- ACTIVITY -
Find the number of lines below in which the word "player" appears, and write that number only.
[Start of Attachment]
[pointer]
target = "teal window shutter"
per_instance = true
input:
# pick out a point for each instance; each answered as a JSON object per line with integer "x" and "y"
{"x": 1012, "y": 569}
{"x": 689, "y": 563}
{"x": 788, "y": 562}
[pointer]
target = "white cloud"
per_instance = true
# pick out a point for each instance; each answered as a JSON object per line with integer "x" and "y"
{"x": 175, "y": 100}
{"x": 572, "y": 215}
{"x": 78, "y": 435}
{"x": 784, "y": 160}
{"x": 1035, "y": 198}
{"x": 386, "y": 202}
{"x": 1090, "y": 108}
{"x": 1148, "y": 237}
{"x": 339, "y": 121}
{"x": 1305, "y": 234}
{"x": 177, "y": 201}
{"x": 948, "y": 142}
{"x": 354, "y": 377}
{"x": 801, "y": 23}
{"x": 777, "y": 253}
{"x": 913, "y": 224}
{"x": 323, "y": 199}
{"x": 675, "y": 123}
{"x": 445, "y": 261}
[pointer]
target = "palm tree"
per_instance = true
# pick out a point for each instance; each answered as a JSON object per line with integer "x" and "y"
[End of Attachment]
[Start of Attachment]
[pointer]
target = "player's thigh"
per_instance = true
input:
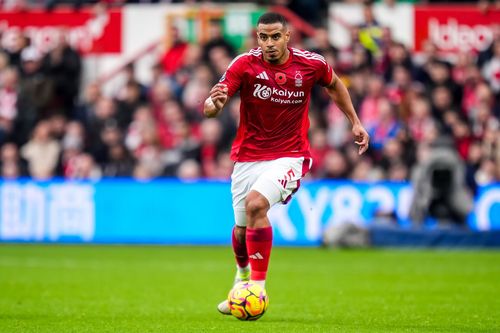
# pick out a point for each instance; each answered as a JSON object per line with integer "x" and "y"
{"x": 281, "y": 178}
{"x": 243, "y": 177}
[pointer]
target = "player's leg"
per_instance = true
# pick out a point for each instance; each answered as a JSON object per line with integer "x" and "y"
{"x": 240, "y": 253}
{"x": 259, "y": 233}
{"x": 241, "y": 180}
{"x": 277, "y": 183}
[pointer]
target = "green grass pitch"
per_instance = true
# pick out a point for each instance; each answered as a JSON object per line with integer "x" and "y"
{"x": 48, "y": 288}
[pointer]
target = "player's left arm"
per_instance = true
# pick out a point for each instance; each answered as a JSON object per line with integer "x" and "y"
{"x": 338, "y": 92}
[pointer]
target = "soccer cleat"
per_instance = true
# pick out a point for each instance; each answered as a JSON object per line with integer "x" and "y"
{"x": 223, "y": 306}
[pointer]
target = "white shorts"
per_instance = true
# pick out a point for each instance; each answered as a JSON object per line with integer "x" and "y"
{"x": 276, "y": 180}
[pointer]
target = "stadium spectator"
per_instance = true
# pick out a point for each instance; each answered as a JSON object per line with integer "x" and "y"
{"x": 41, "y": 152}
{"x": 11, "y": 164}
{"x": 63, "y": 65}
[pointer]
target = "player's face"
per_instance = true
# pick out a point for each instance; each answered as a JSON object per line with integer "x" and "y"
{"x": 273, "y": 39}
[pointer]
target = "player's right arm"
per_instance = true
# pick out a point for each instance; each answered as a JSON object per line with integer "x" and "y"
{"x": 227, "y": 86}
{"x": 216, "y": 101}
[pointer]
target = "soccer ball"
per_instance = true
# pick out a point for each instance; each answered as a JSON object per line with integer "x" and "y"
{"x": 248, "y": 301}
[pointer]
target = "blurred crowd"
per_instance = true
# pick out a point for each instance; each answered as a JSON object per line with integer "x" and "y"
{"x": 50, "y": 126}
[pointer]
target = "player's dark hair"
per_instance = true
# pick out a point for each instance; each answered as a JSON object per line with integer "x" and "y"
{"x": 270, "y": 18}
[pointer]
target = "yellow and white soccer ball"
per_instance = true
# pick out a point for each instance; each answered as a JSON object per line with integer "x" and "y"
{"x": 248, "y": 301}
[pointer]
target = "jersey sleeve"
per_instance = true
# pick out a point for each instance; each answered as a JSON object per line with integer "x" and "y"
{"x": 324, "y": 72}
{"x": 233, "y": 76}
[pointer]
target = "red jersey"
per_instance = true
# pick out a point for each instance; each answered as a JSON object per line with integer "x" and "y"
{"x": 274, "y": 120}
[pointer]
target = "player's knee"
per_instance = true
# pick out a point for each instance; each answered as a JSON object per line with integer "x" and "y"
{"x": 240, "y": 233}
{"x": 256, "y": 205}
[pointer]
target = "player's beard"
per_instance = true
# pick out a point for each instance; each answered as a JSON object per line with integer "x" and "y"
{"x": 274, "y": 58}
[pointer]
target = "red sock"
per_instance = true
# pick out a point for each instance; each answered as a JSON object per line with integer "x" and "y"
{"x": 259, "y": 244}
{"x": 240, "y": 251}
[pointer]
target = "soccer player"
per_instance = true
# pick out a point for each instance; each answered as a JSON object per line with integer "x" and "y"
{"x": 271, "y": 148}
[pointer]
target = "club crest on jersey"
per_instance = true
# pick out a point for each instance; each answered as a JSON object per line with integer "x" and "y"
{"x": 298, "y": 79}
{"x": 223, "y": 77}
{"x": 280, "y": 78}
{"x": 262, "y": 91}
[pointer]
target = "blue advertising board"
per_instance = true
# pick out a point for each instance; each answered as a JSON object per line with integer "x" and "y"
[End of Attachment]
- SOLUTION TO THIS EXERCISE -
9